_What to work on_
I would like each line of the data that holds the word "below" copied out.

Records excerpted from a collection

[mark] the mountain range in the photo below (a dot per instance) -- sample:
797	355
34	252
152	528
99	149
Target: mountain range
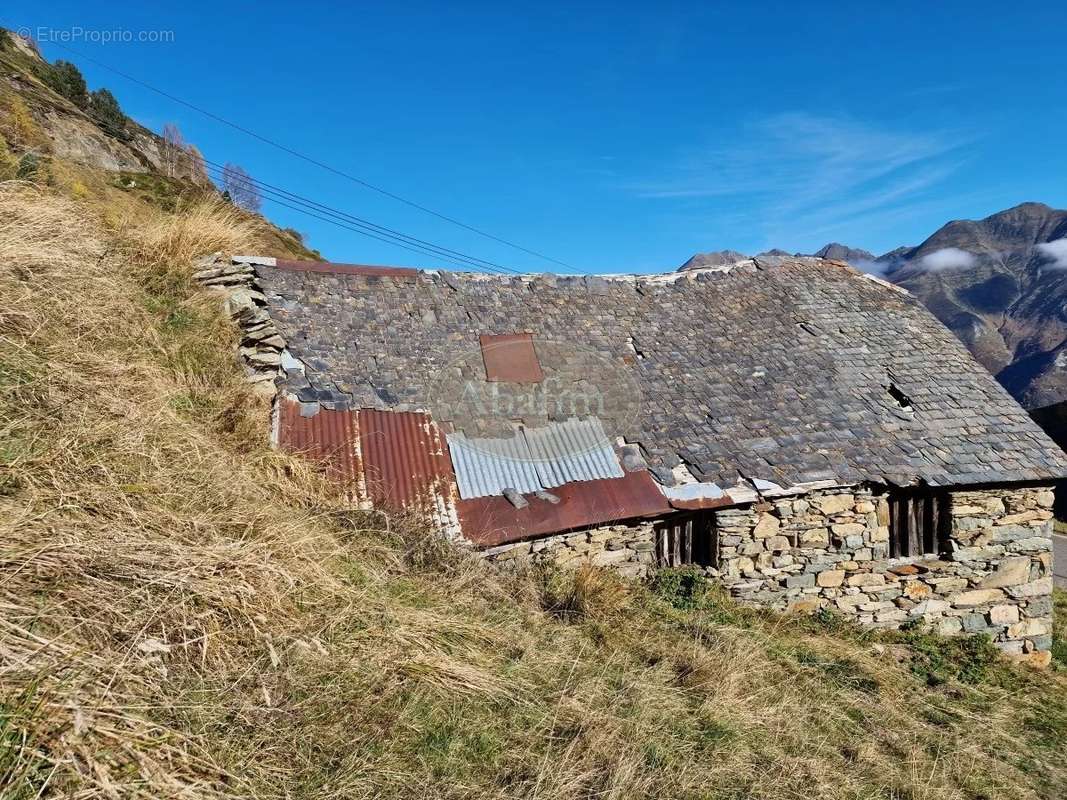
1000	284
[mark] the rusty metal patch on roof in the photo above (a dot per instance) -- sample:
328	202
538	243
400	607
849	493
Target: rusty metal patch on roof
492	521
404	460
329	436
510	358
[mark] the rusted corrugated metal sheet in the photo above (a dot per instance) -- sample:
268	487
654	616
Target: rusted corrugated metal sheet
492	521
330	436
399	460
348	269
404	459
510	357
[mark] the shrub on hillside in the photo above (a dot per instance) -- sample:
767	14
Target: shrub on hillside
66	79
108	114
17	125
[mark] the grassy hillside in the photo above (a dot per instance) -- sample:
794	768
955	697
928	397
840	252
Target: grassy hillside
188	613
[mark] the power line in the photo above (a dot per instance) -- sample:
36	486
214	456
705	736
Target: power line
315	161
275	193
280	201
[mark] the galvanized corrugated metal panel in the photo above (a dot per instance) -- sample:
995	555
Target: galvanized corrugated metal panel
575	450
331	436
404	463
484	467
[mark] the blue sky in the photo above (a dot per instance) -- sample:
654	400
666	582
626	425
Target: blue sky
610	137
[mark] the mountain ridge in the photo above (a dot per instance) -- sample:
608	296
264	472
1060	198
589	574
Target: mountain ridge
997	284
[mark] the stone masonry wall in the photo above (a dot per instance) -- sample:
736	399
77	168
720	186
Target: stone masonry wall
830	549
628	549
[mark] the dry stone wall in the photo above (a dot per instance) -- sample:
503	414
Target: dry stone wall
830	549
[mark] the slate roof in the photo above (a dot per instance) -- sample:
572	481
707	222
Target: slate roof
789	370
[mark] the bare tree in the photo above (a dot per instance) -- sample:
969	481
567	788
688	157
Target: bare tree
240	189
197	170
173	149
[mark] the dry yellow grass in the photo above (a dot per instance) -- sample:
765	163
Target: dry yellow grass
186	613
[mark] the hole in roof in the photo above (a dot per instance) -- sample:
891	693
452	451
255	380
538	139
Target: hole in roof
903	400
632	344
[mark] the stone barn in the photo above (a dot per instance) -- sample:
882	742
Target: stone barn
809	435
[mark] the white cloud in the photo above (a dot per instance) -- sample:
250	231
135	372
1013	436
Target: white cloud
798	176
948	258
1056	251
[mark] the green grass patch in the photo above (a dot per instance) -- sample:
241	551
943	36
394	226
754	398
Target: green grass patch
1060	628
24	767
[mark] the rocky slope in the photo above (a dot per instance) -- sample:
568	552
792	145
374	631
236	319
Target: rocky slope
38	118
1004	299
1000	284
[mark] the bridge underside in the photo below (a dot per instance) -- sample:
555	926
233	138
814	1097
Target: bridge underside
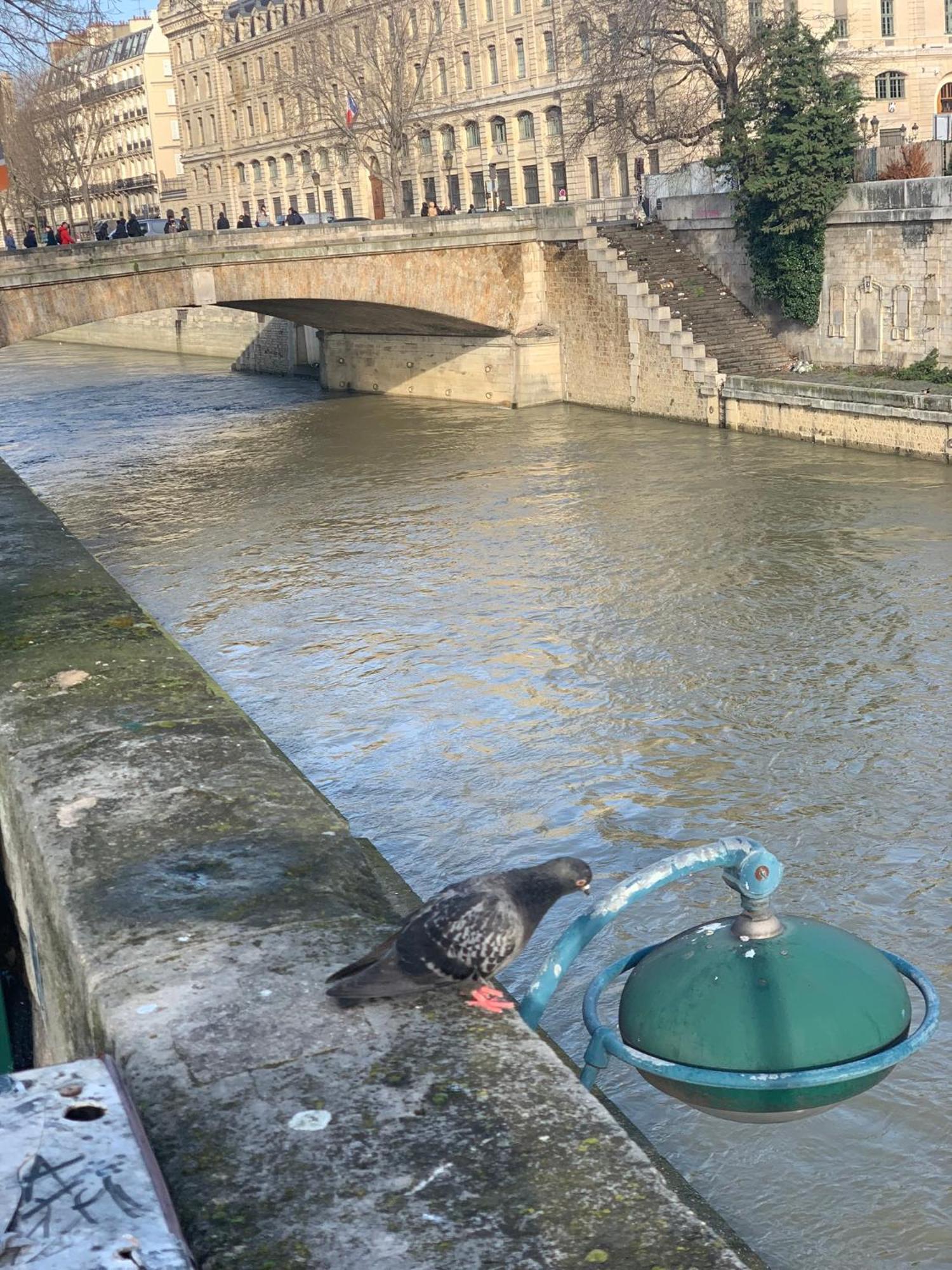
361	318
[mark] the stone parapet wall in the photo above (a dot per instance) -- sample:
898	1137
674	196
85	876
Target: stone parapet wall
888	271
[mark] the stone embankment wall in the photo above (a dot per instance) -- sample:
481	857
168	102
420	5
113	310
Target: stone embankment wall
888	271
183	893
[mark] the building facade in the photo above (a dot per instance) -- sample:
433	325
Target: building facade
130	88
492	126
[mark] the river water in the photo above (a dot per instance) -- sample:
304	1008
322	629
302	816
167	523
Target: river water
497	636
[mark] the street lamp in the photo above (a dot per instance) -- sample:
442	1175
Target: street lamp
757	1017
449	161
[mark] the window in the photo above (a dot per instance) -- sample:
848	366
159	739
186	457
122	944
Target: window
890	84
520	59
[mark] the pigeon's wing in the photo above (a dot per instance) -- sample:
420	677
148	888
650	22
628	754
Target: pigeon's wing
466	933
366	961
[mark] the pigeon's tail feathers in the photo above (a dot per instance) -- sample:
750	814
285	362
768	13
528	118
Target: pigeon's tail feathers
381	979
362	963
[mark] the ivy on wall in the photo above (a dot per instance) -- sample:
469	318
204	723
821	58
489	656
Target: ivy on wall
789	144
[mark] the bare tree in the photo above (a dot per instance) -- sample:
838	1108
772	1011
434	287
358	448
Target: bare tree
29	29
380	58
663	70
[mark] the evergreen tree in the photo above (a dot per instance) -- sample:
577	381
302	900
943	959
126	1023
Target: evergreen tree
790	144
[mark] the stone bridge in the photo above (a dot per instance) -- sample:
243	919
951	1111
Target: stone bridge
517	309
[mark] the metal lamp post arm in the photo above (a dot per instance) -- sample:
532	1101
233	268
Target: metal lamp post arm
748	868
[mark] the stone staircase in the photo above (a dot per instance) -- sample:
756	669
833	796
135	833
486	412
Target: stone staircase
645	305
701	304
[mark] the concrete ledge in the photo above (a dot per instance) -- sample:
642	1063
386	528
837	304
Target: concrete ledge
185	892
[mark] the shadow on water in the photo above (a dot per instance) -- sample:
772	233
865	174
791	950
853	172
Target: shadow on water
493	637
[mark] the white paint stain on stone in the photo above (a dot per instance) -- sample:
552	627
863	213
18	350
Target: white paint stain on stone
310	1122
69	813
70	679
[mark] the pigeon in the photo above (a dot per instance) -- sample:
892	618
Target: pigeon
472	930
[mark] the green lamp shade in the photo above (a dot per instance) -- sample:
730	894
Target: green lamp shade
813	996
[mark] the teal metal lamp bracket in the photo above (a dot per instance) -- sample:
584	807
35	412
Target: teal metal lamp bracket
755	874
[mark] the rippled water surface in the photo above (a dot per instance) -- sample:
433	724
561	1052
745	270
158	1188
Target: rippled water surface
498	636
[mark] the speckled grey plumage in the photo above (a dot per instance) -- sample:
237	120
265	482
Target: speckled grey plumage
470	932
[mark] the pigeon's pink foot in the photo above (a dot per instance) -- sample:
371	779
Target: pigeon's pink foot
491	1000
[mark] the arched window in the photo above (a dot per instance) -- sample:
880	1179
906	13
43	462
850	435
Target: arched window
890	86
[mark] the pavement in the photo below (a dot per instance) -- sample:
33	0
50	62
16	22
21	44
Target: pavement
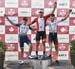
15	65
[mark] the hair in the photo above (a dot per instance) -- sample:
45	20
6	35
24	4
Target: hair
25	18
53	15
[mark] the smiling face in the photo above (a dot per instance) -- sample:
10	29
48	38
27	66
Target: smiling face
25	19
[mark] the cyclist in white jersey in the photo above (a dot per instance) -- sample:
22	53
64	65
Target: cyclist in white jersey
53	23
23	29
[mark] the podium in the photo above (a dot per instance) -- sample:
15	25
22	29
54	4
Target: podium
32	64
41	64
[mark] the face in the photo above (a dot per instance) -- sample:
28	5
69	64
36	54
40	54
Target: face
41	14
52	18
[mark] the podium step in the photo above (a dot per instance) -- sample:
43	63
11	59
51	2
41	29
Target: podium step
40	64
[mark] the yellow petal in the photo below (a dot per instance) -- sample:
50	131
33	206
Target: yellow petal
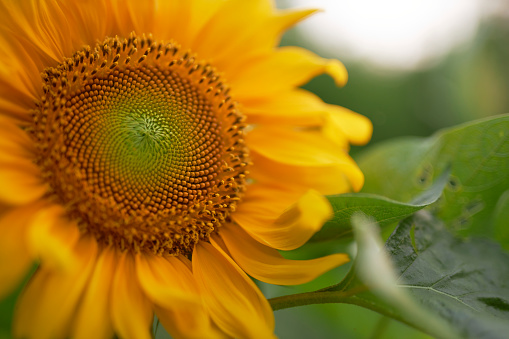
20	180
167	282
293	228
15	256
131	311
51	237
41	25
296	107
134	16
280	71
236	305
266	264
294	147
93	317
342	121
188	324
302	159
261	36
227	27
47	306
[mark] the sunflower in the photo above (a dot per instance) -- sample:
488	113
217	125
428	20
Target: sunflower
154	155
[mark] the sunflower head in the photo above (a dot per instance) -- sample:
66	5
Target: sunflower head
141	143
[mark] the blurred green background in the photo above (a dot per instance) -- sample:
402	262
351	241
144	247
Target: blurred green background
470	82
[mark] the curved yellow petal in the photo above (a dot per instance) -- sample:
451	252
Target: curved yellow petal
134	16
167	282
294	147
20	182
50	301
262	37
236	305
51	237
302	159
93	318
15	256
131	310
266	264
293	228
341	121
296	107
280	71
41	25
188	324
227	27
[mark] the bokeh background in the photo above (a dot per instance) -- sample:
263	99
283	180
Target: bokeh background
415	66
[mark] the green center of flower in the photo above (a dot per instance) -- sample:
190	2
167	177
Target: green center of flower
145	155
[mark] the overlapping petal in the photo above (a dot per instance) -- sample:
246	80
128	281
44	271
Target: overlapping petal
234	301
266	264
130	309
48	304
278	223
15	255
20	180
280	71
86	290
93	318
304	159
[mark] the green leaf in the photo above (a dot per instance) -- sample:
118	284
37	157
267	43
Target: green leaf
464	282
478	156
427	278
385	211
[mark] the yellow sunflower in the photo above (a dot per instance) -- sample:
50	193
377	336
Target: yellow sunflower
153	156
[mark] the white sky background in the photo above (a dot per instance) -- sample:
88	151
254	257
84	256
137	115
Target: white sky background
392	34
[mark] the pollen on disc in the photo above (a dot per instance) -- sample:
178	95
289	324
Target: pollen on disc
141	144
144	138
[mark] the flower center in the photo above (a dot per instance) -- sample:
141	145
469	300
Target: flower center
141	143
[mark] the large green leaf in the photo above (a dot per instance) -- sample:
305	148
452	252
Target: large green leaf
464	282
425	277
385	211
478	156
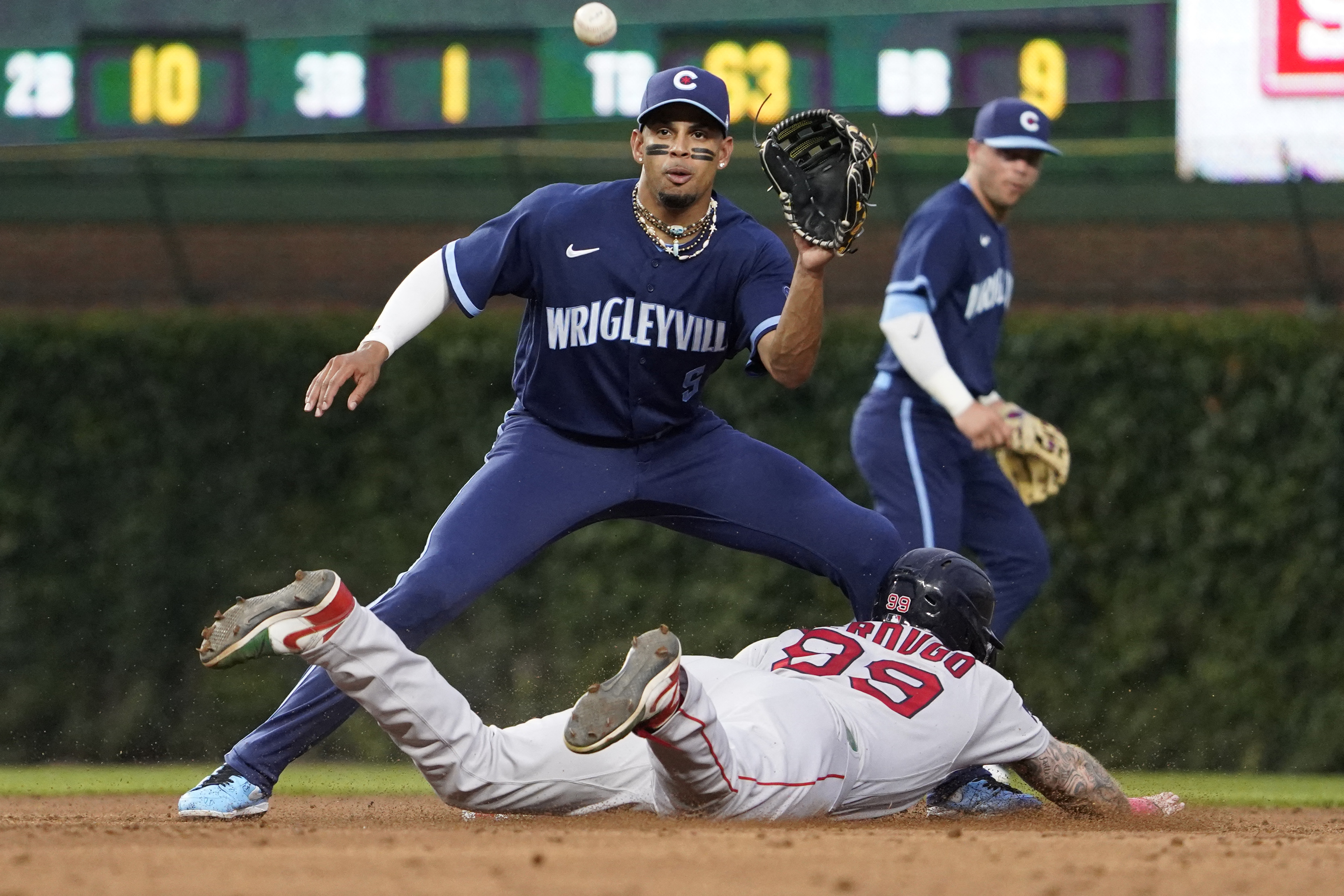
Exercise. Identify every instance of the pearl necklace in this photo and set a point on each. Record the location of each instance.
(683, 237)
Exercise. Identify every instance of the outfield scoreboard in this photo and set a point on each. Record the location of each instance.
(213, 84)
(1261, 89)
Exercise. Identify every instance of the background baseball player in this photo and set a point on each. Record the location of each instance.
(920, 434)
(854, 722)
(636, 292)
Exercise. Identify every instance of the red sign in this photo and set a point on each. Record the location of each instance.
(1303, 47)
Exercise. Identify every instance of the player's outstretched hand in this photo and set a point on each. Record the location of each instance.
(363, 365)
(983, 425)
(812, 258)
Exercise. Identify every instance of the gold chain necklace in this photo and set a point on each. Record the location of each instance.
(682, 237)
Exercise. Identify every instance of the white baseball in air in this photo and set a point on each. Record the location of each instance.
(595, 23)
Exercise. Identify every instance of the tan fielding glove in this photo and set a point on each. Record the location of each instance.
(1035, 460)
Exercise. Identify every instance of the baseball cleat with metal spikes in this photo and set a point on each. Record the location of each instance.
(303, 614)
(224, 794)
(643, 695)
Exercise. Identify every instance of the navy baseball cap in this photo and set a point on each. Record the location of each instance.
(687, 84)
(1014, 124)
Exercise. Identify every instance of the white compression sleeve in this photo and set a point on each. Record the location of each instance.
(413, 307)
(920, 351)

_Answer to this exercise_
[mark] the mountain range in the photo below (a dot per instance) -- sample:
[mark] the bridge underside in the photo below (a dot per instance) -- sample:
[mark] the pavement in the photo below (a dot per instance) -- sample:
[mark] the yellow petal in the photo below (a dot per instance) -- sample:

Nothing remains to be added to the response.